— START Data provided —

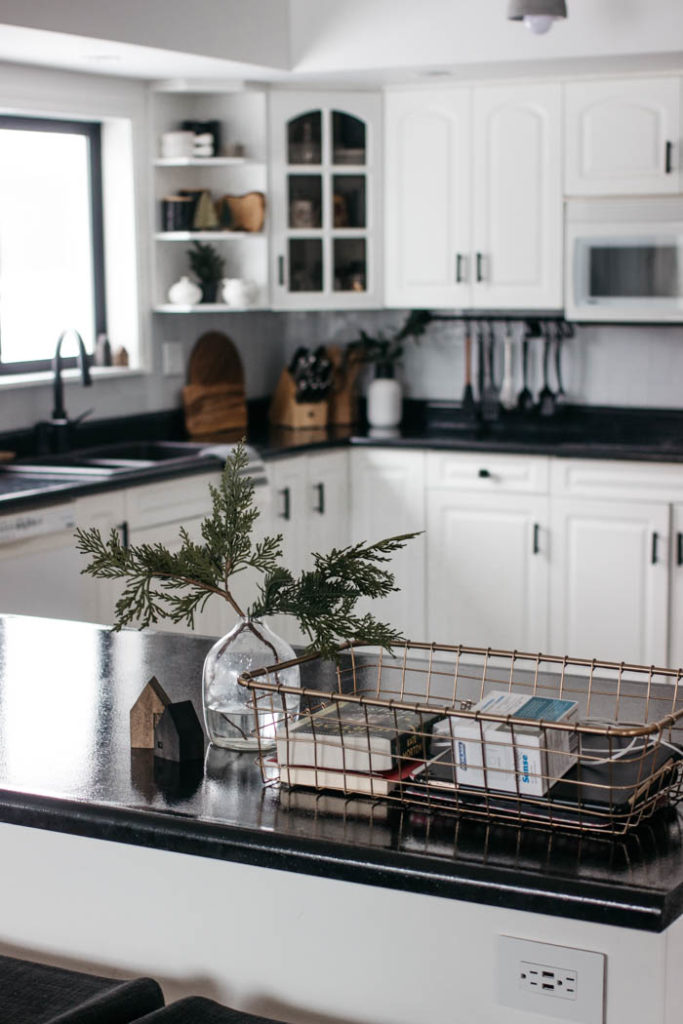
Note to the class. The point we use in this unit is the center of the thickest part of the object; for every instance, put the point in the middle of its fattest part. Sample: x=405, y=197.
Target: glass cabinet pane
x=305, y=201
x=305, y=264
x=350, y=272
x=348, y=138
x=304, y=135
x=348, y=201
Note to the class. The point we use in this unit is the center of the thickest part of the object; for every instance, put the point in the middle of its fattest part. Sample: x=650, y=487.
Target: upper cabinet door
x=623, y=137
x=325, y=150
x=427, y=198
x=517, y=186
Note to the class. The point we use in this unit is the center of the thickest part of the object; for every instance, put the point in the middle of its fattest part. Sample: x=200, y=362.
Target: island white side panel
x=300, y=948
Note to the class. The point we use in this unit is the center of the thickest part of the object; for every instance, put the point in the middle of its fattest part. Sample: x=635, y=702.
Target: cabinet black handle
x=286, y=513
x=668, y=159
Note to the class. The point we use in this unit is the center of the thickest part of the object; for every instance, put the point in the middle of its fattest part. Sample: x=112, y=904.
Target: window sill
x=15, y=381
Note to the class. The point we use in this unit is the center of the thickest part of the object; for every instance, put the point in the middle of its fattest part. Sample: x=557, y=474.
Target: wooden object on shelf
x=285, y=412
x=243, y=213
x=145, y=713
x=343, y=398
x=214, y=397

— END Data provided —

_Problem statement_
In the listing above, find the line containing "Sample: x=200, y=362.", then reproduce it and each line after it through the end, exactly and with nothing added.

_Solution for this exercise_
Note to the class. The point we use in this unit is the center of the thickest part of the object; for every instance, put the point in the middle of its fattest part. Sample: x=200, y=362.
Target: island white side panel
x=300, y=948
Note to the class. The point we use in this unit is the center of the thickest part of the object; for every instance, put the point in the middle of its fattest part. Sample: x=635, y=702.
Target: cabinet black handle
x=286, y=513
x=668, y=159
Note to the class. The point we use in this unit is the center of the thickest part of the object; for every instance, put the point in the middle of its fattest part. Sample: x=112, y=904.
Target: window sill
x=15, y=381
Note to the class. The point we use in this unit is the center of the thickest part of the object; for every instance, put the point in the middle of its fattest part. Sample: x=557, y=474.
Target: wooden object on shelf
x=285, y=412
x=243, y=213
x=145, y=713
x=343, y=398
x=214, y=397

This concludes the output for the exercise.